▶ _ACTIVITY 1_
In the giant squid passage below, shorten the paragraph beginning "It was this image that caught the attention" while keeping its main facts.
▶ _ACTIVITY 2_
Reproduce the part of the giant squid passage below that runs from "It was this" up to and including "lost as legend.".

▶ _EXERCISE PASSAGE_
**********
One of the mysterious legends of the sea, the giant squid has haunted sailors for hundreds of years. From the adventures of Homer’s Odysseus to Melville’s Ishmael, the unknown of the deep invokes fear that the creatures may even threaten ships.
In 1830, Alfred, Lord Tennyson depicted the fabled sea monster “The Kraken,” as “far beneath the abysmal sea,” and “with giant arms.” In the final lines of the poem, he wrote, “Then once by man and angels to be seen, In roaring he shall rise and on the surface die.”
It was this image that caught the attention of three recreational fishermen about 12 miles offshore from Jensen Beach Sunday, June 26, 2011. They spotted a 25-foot-long giant squid dying near the surface at about 11 a.m. and decided to slide it into the back of their 23-foot-boat so the sighting would not be lost as legend.
“I thought we definitely need to bring it in, because no one’s going to believe us if we don’t,” said Robert Benz, who was fishing with friends Joey Asaro and Paul Peroulakis. “I didn’t want to leave it out there and just let the sharks eat it.”
The next day, Museum researchers collected the deep-water specimen from the Florida Fish and Wildlife Conservation Commission Tequesta Field Laboratory in Palm Beach County. The specimen is the only one of its kind in the collections of the Florida Museum of Natural History on the UF campus.
“It’s so rare to get these specimens and they’re such deep-water animals that we don’t know much about how they live,” said John Slapcinsky, Florida Museum malacology collection manager. “This specimen provides an excellent opportunity to learn things about these creatures we couldn’t find out any other way.”
**********
▶ _STUDY MATERIAL_
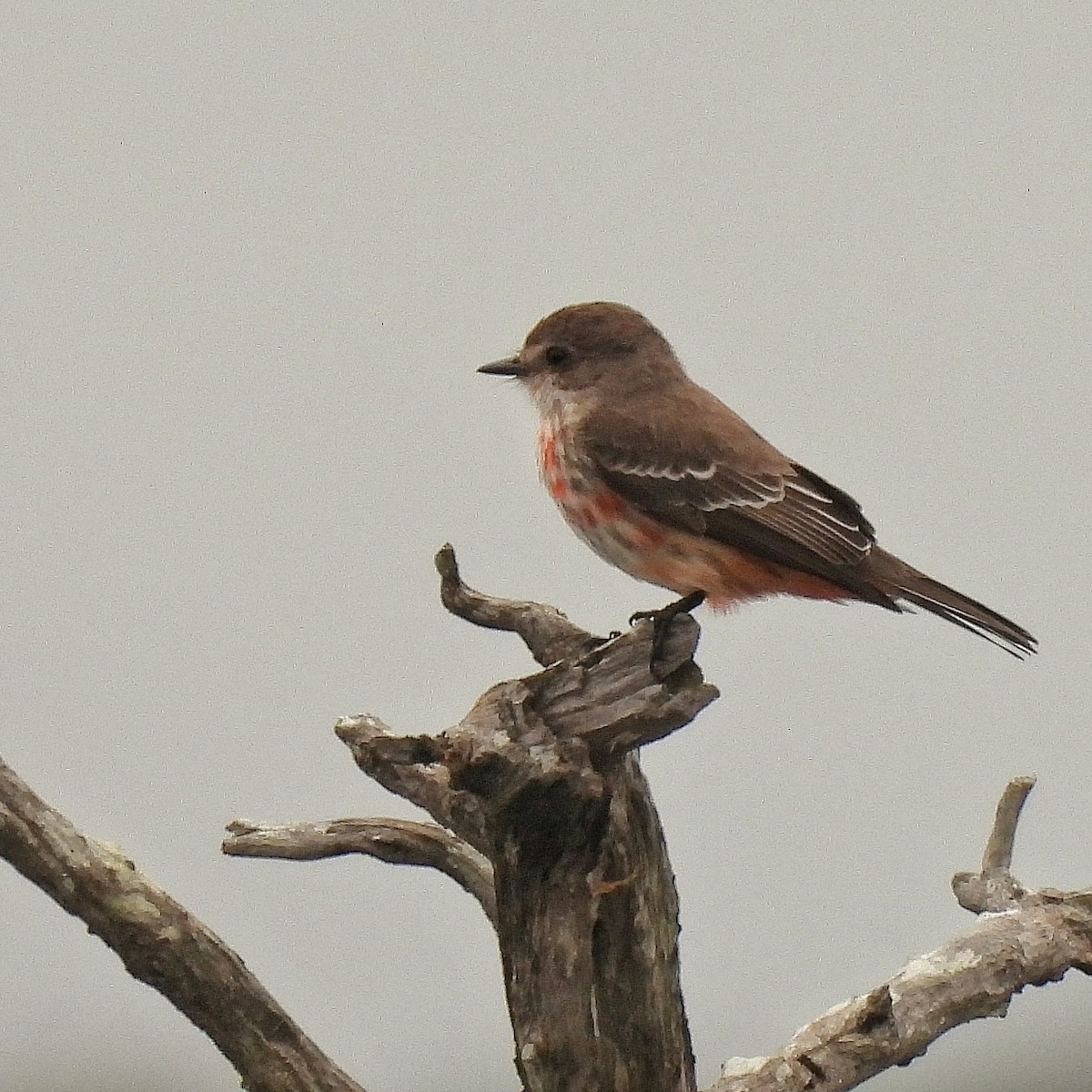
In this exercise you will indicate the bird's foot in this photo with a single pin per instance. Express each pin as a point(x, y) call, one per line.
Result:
point(662, 622)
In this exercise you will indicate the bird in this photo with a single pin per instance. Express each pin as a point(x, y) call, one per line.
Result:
point(666, 483)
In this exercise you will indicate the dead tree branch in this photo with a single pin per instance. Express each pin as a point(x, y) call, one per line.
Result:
point(546, 819)
point(1026, 938)
point(396, 841)
point(163, 945)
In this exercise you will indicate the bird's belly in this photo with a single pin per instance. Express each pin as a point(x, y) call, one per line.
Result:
point(656, 552)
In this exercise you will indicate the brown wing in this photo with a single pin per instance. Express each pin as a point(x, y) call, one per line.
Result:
point(703, 469)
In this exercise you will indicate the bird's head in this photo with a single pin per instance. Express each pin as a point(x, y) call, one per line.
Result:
point(603, 350)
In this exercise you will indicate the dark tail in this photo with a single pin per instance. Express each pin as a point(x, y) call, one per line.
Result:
point(909, 585)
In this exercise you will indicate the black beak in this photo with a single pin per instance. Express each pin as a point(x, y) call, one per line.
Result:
point(511, 366)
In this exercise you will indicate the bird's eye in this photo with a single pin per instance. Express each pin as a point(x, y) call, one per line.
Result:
point(558, 355)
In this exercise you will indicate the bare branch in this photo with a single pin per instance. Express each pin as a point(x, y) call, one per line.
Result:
point(998, 853)
point(972, 976)
point(1027, 939)
point(163, 945)
point(546, 632)
point(396, 841)
point(995, 890)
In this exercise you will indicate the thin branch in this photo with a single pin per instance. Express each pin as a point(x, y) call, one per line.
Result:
point(546, 632)
point(998, 853)
point(396, 841)
point(1026, 939)
point(163, 945)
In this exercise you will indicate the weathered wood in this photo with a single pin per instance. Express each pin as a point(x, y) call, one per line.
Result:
point(163, 945)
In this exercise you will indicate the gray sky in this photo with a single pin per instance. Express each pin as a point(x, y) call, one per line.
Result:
point(252, 256)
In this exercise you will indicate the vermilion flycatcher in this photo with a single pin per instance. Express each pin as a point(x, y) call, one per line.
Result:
point(665, 481)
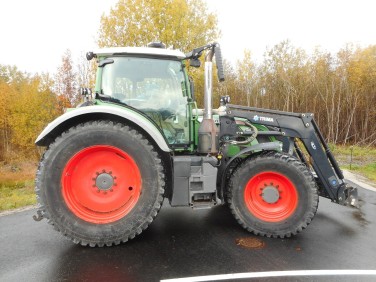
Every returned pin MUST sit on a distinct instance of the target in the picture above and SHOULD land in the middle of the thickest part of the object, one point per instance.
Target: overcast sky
(35, 34)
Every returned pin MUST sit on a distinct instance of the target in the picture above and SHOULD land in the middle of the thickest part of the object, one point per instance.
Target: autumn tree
(181, 24)
(66, 84)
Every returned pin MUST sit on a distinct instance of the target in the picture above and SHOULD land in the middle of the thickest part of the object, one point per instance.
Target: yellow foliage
(181, 24)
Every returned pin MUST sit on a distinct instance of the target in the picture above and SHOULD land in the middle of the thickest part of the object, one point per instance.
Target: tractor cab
(150, 80)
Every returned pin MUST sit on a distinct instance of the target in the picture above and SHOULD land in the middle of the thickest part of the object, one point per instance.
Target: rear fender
(84, 114)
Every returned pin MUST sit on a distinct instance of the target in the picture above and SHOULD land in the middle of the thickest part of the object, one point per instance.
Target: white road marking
(273, 274)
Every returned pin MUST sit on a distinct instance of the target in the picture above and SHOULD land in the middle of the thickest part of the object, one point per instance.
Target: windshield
(154, 86)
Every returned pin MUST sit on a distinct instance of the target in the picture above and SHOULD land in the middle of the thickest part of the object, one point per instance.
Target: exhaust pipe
(208, 140)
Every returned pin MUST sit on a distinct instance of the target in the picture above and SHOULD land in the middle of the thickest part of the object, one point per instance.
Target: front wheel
(273, 195)
(100, 183)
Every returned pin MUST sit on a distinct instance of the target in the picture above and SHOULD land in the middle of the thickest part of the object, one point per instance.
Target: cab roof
(157, 52)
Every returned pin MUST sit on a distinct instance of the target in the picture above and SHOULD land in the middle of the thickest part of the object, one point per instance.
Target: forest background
(339, 88)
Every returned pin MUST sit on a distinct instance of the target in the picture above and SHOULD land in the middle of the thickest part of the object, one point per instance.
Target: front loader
(139, 138)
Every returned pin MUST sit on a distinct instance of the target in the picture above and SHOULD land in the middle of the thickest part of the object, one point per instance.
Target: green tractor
(139, 138)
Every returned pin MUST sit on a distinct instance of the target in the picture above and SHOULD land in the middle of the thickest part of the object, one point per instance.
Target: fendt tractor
(139, 138)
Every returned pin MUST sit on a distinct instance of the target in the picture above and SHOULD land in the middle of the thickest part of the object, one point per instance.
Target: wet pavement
(183, 243)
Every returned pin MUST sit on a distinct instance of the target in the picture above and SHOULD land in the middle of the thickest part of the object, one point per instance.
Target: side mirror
(219, 62)
(192, 88)
(105, 62)
(195, 63)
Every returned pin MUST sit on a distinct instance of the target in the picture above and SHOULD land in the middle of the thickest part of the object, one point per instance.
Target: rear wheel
(100, 183)
(273, 195)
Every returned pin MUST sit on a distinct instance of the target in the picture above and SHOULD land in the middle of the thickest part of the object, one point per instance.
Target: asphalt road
(183, 243)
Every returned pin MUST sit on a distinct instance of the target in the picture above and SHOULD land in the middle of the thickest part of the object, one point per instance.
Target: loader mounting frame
(302, 126)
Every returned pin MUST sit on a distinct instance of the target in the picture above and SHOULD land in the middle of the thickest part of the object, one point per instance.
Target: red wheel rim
(101, 184)
(271, 196)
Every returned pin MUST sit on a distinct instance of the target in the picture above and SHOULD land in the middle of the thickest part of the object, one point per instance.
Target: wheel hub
(270, 194)
(104, 181)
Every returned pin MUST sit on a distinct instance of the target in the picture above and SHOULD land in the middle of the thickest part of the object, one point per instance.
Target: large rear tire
(100, 183)
(273, 195)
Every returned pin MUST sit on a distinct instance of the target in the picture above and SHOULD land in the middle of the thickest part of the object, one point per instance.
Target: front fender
(83, 114)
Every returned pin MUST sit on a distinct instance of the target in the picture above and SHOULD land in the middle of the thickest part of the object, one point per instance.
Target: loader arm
(302, 126)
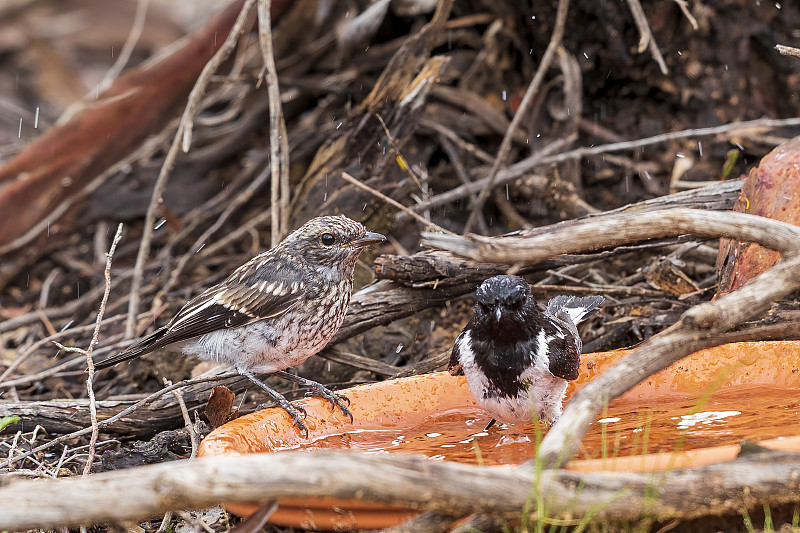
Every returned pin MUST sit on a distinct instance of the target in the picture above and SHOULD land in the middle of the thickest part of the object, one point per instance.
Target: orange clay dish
(693, 413)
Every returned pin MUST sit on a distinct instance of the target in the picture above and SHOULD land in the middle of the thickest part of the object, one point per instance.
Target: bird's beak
(368, 238)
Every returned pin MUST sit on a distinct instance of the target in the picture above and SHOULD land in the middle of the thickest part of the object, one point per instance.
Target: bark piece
(772, 190)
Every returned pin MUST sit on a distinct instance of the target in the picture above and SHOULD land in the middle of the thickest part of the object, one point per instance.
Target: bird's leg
(295, 411)
(319, 390)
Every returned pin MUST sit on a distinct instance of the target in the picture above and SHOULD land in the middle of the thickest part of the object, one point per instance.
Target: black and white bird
(516, 358)
(273, 312)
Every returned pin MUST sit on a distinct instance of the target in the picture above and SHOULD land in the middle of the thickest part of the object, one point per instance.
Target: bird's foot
(317, 389)
(296, 412)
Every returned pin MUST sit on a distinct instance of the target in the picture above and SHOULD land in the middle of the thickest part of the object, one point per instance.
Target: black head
(330, 241)
(503, 297)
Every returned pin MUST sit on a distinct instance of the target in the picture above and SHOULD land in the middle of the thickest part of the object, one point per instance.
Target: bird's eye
(327, 239)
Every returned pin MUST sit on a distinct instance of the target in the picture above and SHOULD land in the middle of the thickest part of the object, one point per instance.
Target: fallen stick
(412, 481)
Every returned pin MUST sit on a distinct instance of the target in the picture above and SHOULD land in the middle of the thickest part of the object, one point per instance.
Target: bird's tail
(147, 344)
(576, 307)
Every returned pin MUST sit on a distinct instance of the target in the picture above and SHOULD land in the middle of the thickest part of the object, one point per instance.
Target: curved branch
(696, 329)
(406, 480)
(594, 233)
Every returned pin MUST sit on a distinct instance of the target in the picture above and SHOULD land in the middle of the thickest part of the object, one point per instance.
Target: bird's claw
(337, 400)
(297, 413)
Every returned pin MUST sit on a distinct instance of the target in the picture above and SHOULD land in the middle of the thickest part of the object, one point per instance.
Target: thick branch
(407, 480)
(697, 327)
(614, 230)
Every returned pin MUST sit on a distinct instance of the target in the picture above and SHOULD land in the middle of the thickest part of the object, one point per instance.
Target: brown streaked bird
(273, 312)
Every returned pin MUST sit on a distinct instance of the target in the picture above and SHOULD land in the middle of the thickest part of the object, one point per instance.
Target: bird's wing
(255, 291)
(261, 288)
(577, 308)
(454, 366)
(563, 345)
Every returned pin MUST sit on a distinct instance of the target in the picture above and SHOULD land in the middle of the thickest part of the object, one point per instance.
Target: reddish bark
(772, 190)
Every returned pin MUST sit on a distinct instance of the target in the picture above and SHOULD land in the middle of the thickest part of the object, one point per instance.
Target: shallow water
(752, 412)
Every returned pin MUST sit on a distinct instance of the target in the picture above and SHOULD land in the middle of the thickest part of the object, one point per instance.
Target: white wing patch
(542, 346)
(465, 355)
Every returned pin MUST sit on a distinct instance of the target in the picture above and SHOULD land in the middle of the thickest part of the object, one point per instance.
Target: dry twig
(182, 138)
(278, 141)
(88, 352)
(522, 168)
(533, 88)
(647, 40)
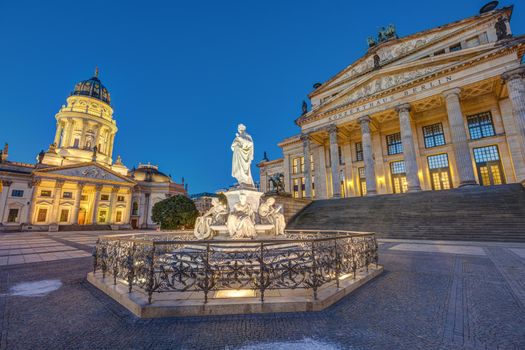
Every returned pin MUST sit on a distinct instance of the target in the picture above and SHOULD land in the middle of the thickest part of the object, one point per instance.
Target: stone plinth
(180, 304)
(253, 197)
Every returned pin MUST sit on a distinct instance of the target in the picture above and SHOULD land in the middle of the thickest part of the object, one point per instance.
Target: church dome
(92, 88)
(149, 173)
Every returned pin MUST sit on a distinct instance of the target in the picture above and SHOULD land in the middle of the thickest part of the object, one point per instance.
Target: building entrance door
(82, 216)
(439, 172)
(399, 177)
(490, 171)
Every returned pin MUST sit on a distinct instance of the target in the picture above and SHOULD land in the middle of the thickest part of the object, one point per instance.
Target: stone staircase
(477, 213)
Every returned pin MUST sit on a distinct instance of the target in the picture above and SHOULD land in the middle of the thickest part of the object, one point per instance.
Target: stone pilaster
(78, 198)
(459, 138)
(98, 188)
(409, 150)
(516, 88)
(56, 202)
(7, 187)
(368, 155)
(334, 161)
(307, 166)
(112, 200)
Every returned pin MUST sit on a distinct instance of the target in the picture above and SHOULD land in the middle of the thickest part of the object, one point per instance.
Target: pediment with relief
(92, 171)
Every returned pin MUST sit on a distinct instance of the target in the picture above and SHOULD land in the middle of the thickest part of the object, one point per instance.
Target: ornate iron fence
(305, 259)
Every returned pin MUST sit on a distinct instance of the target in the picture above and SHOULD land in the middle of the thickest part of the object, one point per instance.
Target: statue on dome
(242, 148)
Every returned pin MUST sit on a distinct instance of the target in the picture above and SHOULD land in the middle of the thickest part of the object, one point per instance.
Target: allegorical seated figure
(214, 216)
(241, 221)
(272, 215)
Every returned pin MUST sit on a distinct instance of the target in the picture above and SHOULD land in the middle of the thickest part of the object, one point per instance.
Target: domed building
(76, 182)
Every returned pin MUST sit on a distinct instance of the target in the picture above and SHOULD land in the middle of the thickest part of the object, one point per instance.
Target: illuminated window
(455, 47)
(480, 125)
(17, 193)
(433, 135)
(64, 215)
(12, 216)
(394, 145)
(296, 188)
(42, 214)
(358, 151)
(102, 216)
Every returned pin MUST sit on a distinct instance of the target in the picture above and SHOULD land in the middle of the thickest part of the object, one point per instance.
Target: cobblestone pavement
(432, 295)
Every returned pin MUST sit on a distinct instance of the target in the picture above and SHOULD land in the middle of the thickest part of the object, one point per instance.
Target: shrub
(175, 213)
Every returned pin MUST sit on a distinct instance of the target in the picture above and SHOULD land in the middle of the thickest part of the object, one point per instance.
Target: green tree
(175, 213)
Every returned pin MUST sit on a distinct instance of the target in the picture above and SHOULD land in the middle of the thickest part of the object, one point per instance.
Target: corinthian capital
(404, 107)
(518, 73)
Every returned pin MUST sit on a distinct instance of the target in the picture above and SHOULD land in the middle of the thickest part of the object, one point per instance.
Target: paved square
(432, 295)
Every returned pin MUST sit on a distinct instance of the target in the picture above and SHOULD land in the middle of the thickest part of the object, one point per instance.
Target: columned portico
(307, 165)
(516, 88)
(368, 155)
(409, 150)
(459, 137)
(98, 188)
(334, 160)
(78, 197)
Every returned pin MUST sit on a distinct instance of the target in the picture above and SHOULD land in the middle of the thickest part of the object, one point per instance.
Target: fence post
(206, 273)
(261, 272)
(151, 273)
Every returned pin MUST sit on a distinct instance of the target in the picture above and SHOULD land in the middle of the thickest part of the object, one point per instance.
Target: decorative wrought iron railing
(305, 259)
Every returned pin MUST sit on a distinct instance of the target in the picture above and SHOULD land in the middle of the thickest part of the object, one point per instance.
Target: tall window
(480, 125)
(358, 151)
(296, 188)
(433, 135)
(12, 216)
(64, 215)
(41, 216)
(17, 193)
(393, 143)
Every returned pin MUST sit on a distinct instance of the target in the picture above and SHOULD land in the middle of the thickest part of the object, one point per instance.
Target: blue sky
(182, 75)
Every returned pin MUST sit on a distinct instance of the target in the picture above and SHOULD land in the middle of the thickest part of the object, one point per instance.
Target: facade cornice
(490, 16)
(453, 68)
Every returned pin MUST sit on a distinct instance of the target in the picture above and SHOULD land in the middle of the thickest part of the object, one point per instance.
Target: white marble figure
(214, 216)
(242, 148)
(241, 221)
(272, 215)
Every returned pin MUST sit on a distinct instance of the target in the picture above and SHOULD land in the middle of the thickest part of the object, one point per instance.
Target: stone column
(368, 155)
(516, 87)
(82, 144)
(409, 150)
(459, 138)
(7, 186)
(76, 208)
(98, 188)
(334, 161)
(57, 134)
(56, 202)
(34, 186)
(307, 175)
(112, 200)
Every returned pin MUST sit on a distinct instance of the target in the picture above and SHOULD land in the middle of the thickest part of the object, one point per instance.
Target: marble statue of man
(242, 148)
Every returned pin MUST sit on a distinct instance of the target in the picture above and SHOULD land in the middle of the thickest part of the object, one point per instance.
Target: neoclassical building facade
(76, 182)
(435, 110)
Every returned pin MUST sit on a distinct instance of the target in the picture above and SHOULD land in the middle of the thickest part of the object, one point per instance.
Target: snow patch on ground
(304, 344)
(35, 289)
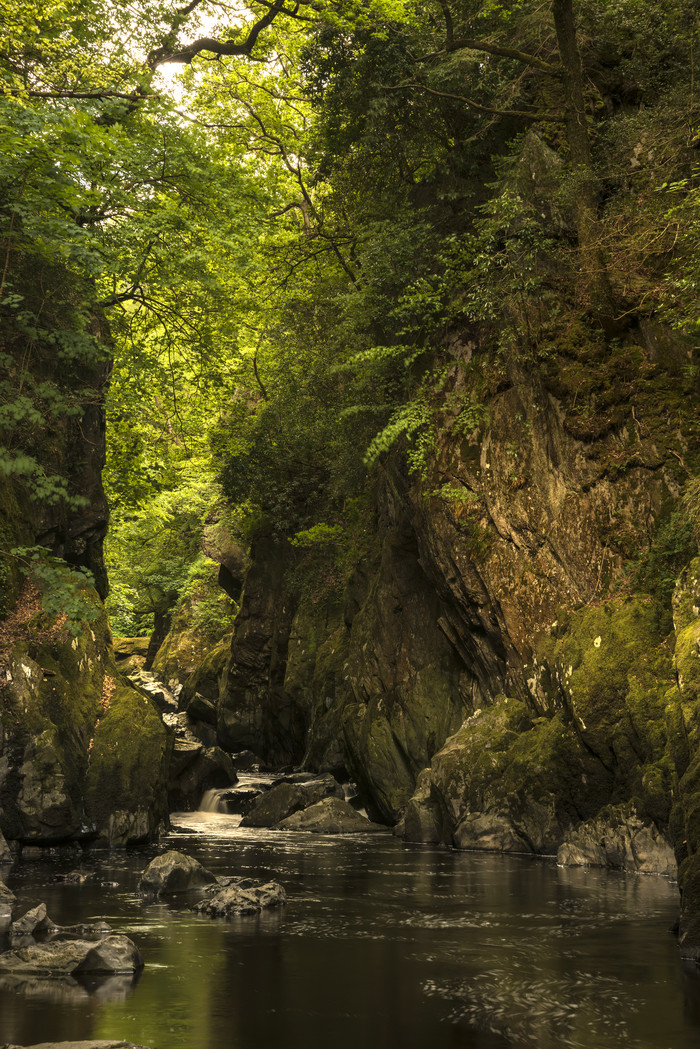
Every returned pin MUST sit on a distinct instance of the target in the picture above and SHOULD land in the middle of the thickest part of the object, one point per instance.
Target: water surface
(381, 945)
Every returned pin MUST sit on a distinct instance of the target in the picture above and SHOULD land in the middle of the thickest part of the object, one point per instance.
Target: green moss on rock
(125, 791)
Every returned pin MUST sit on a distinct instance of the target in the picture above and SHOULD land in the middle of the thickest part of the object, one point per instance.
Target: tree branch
(223, 47)
(468, 44)
(526, 114)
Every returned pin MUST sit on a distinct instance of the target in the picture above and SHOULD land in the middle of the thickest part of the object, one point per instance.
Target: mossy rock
(687, 662)
(126, 780)
(527, 779)
(686, 597)
(206, 680)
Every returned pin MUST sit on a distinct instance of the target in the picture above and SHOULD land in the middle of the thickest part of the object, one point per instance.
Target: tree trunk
(581, 163)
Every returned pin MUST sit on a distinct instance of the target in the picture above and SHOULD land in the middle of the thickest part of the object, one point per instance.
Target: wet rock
(236, 801)
(489, 831)
(33, 921)
(114, 954)
(5, 852)
(90, 1044)
(174, 873)
(618, 838)
(7, 900)
(240, 896)
(330, 816)
(77, 877)
(422, 820)
(209, 768)
(37, 922)
(275, 805)
(246, 761)
(199, 708)
(155, 689)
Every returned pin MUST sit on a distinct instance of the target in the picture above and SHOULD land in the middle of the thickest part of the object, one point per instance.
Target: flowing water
(381, 945)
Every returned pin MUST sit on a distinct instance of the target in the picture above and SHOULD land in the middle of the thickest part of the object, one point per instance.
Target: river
(382, 945)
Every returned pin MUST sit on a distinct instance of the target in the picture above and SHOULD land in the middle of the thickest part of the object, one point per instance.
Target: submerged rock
(90, 1044)
(7, 900)
(275, 805)
(240, 896)
(330, 816)
(174, 873)
(114, 954)
(618, 838)
(37, 921)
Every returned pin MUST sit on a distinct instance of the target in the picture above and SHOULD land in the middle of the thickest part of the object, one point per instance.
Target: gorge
(365, 342)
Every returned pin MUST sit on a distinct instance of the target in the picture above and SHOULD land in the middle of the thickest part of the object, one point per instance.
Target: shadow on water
(381, 945)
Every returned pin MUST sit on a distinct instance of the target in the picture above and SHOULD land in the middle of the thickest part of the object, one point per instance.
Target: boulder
(618, 838)
(330, 816)
(90, 1044)
(77, 877)
(274, 806)
(209, 769)
(240, 896)
(7, 899)
(33, 921)
(5, 852)
(173, 872)
(37, 921)
(114, 954)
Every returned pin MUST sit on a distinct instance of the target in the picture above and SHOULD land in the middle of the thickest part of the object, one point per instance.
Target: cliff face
(83, 754)
(496, 637)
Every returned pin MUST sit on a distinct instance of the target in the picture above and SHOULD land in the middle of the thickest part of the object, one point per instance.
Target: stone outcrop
(173, 872)
(83, 754)
(619, 839)
(494, 673)
(240, 896)
(62, 958)
(289, 796)
(330, 816)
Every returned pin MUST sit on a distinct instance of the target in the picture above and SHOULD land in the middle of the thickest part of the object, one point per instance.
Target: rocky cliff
(83, 754)
(502, 666)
**********
▶ _OUTPUT 1_
On Sunday, June 26, 2011, at about 11 a.m., three recreational fishermen about 12 miles offshore from Jensen Beach spotted a 25-foot-long giant squid dying near the surface. They slid it into their 23-foot boat so the sighting would not be lost as legend.

▶ _OUTPUT 2_
It was this image that caught the attention of three recreational fishermen about 12 miles offshore from Jensen Beach Sunday, June 26, 2011. They spotted a 25-foot-long giant squid dying near the surface at about 11 a.m. and decided to slide it into the back of their 23-foot-boat so the sighting would not be lost as legend.